• What you have to do
Reproduce the SD card thread word for word, everything from "On 08/07/11 16:55, Arnd" down to "the right thing.".

• Provided passage
On 08/07/11 16:55, Arnd Bergmann wrote:
but there is a problem using three or more. However, the performance is still basically constant, so the card is doing something smart. It's probably using the new Sandisk trick with SLC and MLC areas. On the one hand, this is
ah, so the journaling of ext3 *should* not be a problem, right?
The journaling normally makes things worse, but by how much depends on the card characteristics. Sometimes it's almost nothing, sometimes it's orders of magnitude. In this case, the answer is probably "noticeable, but not drastic".
good news, because the card doesn't behave that badly, on the other hand it's not easy to measure and the baseline of 2 MB/s is rather slow.
I see. So this means aligning to 4MB is a good thing? Or does this simply mean i can write 2 blocks at once?
4 MB alignment is always the right thing.
It's still not all that bad. If you want to try other things, first of all try the same with the class 10 card. Also, add the '--random' flag to see if it changes anything. Any measurements with '--random' are more likely to be useful than those without, but it may be that the class 10 card won't like that argument and becomes extremely slow.
our class10 is a transcend card, so making tests with this card is like comparing apples with pears i think. maybe the quality of that card is also not the best. we try to get a class6 and class10 sandisk
Transcend cards vary extremely in their quality. Even comparing two Transcend cards with identical labels can sometimes be apples and oranges (or pears). Some that I've seen are quite ok, others are absolutely horrible.
If you want to experiment more with flashbench, I suggest trying the transcend card first, it will give you much more understandable results, because in my experience the controllers are so much simpler there.

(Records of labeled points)
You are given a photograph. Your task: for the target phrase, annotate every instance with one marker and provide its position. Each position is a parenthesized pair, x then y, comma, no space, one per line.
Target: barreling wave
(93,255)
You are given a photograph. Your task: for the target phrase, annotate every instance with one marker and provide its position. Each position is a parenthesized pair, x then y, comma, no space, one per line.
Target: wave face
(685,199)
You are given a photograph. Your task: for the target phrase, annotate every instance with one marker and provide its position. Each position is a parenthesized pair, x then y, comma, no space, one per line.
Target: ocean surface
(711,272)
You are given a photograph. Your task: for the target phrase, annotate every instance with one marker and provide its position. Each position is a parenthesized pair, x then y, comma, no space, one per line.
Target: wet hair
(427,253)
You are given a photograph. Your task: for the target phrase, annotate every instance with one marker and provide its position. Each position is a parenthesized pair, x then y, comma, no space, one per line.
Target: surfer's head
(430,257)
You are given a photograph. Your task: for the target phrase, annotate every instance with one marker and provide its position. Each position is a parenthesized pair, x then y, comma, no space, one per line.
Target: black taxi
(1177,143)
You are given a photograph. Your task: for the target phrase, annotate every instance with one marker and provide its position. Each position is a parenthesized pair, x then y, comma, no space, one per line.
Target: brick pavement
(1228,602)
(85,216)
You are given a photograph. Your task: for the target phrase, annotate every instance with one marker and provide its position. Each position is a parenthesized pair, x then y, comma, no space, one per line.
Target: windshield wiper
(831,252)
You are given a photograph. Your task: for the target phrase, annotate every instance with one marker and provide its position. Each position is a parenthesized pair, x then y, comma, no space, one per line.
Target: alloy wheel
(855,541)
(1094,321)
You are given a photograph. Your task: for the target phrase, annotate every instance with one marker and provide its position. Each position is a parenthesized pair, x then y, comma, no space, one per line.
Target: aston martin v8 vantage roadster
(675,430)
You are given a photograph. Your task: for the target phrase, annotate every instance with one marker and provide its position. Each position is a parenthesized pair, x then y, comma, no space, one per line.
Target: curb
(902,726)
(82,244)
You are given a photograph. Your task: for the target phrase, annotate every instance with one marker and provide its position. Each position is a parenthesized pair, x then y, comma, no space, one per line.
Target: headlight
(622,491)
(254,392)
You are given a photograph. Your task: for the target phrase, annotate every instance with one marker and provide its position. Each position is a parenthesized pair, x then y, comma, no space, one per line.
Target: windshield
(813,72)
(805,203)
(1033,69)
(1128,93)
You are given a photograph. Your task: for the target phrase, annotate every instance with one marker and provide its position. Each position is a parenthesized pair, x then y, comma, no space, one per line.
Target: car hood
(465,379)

• Response below
On 08/07/11 16:55, Arnd Bergmann wrote:
but there is a problem using three or more. However, the performance is still basically constant, so the card is doing something smart. It's probably using the new Sandisk trick with SLC and MLC areas. On the one hand, this is
ah, so the journaling of ext3 *should* not be a problem, right?
The journaling normally makes things worse, but by how much depends on the card characteristics. Sometimes it's almost nothing, sometimes it's orders of magnitude. In this case, the answer is probably "noticeable, but not drastic".
good news, because the card doesn't behave that badly, on the other hand it's not easy to measure and the baseline of 2 MB/s is rather slow.
I see. So this means aligning to 4MB is a good thing? Or does this simply mean i can write 2 blocks at once?
4 MB alignment is always the right thing.